• **Supplied material**
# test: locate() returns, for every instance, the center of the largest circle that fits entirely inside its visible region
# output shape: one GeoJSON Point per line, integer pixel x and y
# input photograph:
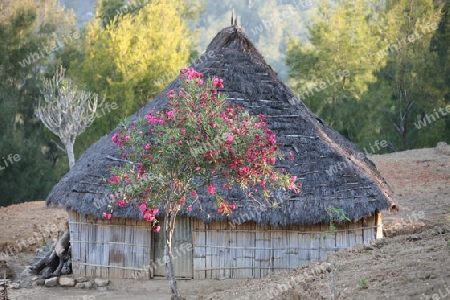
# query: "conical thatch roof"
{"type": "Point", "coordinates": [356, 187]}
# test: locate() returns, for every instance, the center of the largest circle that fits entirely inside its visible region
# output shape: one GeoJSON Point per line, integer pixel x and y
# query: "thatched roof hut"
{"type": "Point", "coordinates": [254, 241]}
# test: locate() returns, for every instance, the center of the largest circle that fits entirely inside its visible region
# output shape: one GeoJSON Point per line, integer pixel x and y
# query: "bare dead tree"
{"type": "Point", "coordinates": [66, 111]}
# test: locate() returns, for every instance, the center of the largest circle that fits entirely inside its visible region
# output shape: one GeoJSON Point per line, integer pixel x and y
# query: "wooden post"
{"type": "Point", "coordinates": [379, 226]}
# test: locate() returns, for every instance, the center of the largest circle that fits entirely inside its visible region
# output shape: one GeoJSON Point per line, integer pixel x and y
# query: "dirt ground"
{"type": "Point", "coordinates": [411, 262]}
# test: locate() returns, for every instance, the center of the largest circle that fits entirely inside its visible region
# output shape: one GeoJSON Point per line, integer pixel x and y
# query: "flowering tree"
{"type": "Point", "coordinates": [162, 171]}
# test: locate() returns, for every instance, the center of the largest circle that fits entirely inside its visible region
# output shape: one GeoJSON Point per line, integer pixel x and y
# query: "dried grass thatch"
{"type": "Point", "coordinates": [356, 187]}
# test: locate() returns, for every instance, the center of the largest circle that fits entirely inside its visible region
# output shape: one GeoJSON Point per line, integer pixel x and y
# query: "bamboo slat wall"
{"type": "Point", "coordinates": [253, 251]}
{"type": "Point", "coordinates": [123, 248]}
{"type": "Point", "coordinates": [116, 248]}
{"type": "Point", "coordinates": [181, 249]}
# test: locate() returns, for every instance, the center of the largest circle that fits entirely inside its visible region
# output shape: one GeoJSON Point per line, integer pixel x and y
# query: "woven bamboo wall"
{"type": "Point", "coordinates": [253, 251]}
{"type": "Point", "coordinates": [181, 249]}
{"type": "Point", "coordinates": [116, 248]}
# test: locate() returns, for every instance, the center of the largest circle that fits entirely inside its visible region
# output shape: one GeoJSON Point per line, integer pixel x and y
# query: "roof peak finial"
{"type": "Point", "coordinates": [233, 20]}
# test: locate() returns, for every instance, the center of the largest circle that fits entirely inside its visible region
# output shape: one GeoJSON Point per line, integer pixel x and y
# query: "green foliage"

--

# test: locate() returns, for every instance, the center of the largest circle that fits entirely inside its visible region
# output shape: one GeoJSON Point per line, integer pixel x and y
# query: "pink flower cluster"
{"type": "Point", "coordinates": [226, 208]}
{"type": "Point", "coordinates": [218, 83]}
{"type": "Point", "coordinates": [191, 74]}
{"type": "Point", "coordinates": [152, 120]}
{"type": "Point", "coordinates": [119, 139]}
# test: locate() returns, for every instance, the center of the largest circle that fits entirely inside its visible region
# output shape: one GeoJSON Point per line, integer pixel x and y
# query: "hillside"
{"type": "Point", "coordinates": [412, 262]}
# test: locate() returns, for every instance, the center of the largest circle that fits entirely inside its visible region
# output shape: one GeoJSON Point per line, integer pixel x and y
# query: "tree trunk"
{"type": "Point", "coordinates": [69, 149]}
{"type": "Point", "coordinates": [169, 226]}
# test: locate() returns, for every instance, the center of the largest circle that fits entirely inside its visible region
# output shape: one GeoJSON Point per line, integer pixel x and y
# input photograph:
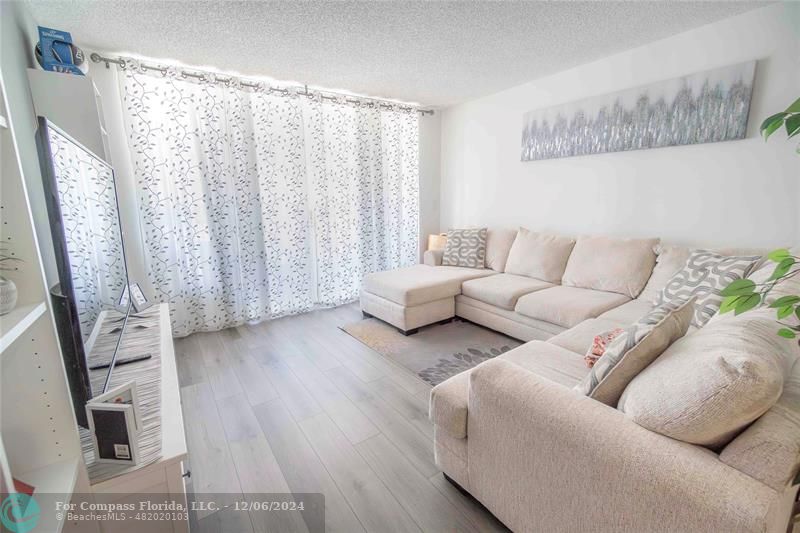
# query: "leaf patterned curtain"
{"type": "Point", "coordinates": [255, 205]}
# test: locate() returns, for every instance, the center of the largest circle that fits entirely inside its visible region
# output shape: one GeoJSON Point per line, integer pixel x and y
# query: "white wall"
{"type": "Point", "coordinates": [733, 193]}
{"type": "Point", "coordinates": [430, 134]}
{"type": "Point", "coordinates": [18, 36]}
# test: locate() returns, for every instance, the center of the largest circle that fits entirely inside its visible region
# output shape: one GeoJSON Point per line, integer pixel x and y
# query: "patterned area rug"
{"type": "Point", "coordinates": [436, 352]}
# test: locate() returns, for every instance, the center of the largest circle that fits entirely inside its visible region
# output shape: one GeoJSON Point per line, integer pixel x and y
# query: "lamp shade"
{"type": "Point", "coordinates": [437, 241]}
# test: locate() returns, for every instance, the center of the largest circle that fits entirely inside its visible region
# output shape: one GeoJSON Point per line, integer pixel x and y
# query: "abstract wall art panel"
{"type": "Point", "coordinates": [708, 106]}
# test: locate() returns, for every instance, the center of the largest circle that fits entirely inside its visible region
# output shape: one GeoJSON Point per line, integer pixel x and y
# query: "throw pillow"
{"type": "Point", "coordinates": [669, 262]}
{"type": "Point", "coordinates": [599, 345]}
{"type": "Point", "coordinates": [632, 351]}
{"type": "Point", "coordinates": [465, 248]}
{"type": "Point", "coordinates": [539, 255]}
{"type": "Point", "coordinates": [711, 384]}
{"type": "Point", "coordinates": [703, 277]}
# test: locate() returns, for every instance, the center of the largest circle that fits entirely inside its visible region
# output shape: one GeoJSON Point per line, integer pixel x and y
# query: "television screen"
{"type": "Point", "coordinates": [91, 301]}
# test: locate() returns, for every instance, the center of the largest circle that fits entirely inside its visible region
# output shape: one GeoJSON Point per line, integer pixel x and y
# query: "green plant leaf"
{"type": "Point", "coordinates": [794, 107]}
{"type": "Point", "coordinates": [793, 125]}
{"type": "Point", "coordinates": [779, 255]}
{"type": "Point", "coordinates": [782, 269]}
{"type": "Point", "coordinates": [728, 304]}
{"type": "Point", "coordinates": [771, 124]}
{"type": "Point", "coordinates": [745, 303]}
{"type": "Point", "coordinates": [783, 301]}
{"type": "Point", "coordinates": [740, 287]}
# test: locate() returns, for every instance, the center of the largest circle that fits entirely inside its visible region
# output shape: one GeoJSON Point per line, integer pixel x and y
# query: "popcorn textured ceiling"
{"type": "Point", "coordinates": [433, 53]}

• **Written request**
Identify every line in the entries above that contains the string "leaf" and copy each one. Matching is case-sensitive.

• **Result of the task**
# query: "leaf patterned curtain"
# query: "green plant leaf"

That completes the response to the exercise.